• **Instrucción**
Copia todas las líneas de los registros siguientes que contengan la cadena "estimate".

• **Datos para revisar**
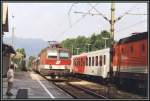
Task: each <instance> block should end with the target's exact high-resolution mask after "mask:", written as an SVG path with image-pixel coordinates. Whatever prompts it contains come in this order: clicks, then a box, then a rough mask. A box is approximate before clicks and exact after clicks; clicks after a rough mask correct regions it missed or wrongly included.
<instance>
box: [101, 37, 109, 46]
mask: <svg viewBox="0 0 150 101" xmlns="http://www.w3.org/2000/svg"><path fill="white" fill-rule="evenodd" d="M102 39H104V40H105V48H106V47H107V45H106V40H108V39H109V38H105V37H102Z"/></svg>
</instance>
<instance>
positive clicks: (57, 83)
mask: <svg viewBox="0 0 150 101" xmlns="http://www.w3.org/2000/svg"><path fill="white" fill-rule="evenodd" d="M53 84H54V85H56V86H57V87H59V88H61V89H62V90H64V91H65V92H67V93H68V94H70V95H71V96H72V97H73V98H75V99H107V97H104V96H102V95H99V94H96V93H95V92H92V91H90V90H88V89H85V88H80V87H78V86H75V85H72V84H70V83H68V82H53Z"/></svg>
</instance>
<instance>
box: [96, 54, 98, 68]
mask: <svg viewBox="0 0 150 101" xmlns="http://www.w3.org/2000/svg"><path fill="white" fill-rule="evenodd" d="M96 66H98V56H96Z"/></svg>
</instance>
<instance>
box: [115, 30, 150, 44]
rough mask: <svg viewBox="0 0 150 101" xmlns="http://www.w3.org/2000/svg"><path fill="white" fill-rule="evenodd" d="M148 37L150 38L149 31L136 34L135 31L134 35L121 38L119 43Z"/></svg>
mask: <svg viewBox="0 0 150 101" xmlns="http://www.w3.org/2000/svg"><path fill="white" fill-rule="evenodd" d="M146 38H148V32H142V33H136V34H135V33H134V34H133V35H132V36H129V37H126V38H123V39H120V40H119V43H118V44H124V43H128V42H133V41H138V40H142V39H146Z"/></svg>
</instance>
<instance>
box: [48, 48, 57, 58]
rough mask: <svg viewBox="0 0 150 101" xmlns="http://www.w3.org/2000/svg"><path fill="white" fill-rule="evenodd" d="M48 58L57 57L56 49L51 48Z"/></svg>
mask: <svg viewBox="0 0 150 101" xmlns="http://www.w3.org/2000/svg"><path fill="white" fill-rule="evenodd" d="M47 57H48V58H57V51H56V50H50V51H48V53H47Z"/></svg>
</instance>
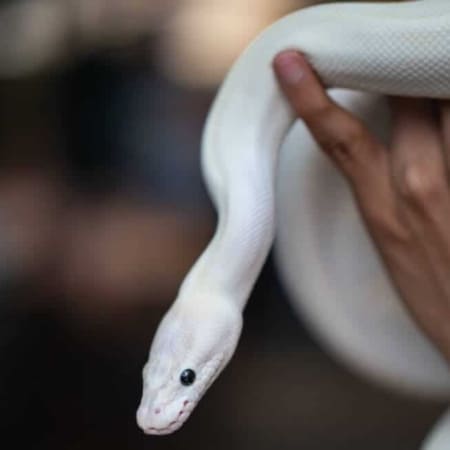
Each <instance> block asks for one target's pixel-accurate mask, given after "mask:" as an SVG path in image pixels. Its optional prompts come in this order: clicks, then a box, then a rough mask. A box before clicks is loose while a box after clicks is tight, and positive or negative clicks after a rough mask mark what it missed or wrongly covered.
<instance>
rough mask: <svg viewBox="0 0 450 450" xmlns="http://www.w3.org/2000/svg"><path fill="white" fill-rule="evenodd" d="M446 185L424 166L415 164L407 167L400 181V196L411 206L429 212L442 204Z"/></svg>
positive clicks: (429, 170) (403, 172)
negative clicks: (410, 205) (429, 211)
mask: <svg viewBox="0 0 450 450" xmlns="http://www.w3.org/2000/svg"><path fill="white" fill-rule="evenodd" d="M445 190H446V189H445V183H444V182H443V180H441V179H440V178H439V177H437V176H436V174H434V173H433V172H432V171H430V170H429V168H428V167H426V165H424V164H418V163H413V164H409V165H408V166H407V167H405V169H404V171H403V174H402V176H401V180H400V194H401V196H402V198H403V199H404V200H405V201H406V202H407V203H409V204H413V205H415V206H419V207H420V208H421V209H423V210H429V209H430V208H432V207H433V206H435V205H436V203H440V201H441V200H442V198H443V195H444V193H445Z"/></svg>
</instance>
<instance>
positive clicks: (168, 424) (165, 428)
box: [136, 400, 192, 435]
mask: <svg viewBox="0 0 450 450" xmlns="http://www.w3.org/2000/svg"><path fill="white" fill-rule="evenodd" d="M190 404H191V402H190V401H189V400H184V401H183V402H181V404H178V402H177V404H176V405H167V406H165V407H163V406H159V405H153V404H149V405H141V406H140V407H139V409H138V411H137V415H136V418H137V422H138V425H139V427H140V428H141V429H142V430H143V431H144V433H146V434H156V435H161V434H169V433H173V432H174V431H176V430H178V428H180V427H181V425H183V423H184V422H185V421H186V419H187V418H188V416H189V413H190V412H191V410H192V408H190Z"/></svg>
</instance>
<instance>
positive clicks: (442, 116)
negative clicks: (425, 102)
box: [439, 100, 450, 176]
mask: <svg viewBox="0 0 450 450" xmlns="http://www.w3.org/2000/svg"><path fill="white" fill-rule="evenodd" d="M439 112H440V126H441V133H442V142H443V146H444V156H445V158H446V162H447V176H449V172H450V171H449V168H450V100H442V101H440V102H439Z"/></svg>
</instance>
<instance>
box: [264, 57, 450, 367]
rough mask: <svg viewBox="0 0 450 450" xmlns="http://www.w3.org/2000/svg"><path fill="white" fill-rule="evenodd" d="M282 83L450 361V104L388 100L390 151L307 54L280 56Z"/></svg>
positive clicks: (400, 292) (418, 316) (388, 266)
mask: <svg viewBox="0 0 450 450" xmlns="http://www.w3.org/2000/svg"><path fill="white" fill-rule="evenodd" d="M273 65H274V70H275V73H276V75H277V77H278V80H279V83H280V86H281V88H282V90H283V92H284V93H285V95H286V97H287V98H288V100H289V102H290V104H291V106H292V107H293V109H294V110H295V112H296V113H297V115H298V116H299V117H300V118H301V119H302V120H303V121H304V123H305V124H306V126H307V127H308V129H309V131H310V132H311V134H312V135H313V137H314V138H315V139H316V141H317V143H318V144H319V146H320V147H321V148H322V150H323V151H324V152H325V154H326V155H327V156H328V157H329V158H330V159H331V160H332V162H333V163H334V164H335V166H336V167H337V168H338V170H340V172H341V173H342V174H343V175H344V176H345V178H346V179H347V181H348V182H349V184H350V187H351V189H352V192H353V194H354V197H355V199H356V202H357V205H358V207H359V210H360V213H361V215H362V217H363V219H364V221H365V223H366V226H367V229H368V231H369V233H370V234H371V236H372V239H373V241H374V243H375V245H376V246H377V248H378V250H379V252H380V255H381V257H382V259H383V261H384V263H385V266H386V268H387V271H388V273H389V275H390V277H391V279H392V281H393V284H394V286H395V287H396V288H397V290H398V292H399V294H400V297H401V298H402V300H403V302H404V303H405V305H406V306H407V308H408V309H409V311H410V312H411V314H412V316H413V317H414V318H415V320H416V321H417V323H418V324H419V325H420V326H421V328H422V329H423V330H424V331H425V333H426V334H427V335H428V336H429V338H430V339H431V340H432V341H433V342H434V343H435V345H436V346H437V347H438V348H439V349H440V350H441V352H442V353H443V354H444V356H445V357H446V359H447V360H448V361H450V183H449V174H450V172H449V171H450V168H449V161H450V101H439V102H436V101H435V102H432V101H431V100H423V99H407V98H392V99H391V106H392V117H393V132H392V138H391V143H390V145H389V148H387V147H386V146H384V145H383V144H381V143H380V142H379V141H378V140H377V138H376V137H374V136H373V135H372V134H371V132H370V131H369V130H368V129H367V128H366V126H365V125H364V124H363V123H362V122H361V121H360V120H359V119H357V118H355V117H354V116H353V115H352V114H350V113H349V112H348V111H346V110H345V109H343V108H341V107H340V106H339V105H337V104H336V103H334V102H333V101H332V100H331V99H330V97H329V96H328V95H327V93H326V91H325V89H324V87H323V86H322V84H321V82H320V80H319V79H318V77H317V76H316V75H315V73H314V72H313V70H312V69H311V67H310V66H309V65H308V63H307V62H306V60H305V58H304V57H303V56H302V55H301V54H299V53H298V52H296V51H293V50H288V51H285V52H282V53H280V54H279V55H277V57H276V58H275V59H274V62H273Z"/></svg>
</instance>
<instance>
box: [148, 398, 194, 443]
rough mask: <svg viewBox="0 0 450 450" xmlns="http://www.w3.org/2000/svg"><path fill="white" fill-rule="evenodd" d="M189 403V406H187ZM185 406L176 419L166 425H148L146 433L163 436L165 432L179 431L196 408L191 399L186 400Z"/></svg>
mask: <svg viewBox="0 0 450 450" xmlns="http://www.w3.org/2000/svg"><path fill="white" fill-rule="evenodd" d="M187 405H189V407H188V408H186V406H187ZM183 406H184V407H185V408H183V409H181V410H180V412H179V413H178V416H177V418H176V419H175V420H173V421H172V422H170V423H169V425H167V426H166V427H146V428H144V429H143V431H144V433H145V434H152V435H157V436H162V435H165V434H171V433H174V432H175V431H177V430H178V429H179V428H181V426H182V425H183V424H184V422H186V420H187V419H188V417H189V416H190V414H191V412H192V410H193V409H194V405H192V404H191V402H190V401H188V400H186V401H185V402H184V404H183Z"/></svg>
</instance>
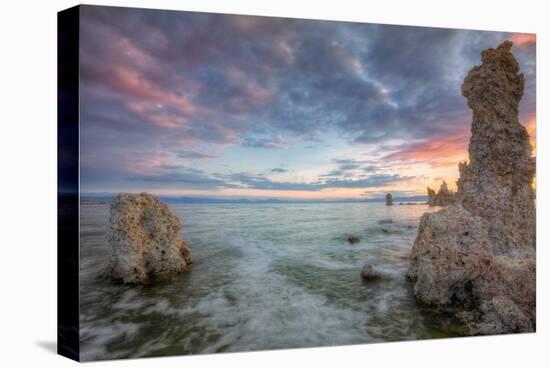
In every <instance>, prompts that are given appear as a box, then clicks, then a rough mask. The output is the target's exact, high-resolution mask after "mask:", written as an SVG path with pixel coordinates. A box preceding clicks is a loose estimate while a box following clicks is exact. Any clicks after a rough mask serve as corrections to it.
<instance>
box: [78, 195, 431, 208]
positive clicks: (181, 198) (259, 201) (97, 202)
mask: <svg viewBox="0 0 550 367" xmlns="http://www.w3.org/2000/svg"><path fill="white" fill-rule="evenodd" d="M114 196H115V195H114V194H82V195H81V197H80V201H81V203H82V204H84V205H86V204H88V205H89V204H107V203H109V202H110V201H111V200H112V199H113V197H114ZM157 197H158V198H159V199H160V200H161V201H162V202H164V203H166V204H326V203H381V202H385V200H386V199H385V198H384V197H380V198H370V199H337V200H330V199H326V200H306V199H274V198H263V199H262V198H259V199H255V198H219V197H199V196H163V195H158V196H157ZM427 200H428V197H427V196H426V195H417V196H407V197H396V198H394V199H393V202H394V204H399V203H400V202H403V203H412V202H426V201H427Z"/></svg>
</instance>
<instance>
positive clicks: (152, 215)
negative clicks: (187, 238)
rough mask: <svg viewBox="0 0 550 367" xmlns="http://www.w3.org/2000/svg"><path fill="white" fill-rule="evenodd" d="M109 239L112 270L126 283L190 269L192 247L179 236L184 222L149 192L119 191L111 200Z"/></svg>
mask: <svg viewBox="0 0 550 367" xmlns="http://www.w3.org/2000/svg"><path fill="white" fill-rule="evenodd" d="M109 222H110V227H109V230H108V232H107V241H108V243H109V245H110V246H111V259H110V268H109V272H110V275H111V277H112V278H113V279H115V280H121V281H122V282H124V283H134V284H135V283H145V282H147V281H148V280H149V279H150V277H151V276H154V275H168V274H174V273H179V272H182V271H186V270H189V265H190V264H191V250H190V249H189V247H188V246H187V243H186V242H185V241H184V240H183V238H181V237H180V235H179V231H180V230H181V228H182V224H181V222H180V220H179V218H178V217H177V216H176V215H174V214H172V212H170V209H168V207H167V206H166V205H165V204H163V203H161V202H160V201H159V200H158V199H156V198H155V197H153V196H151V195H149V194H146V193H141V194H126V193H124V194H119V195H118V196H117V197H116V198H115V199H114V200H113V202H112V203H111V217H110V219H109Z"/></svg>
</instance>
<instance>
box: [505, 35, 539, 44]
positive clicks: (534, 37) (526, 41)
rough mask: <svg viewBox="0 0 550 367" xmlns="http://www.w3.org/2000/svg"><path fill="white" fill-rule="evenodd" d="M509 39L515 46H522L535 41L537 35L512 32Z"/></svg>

• **Resultado del ejercicio**
In every <instance>, prompts that are given appear as a box, then clicks, then a rough mask. The output is the target's exact, high-resolution mask after "mask:", written as an SVG path with pixel coordinates. A box preceding clicks is a loose estimate while a box following clicks is exact. Any clicks after a rough mask serve as corrections to it.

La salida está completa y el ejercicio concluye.